Renomeie "Target" para "Label" em toda a listagem abaixo e reproduza-a sem nenhuma outra alteração, omitindo as imagens.

━━━━━━━━

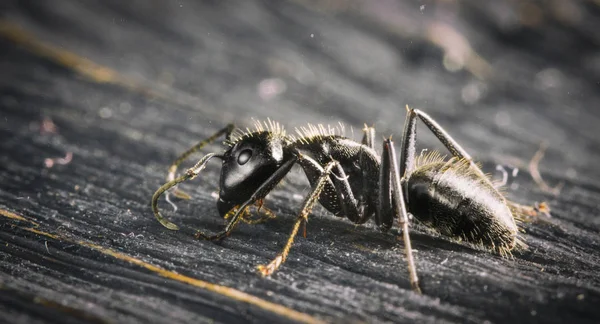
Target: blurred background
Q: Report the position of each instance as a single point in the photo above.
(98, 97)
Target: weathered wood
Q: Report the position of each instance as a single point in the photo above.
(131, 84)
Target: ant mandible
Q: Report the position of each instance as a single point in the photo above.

━━━━━━━━

Resposta:
Label: blurred background
Q: Report the position of each instance as a single point in the photo above.
(98, 97)
Label: weathered wood
Q: Report the position of each instance as a single point in the photo above.
(131, 84)
Label: ant mandible
Q: Report the position of each instance as a single point in the photo above.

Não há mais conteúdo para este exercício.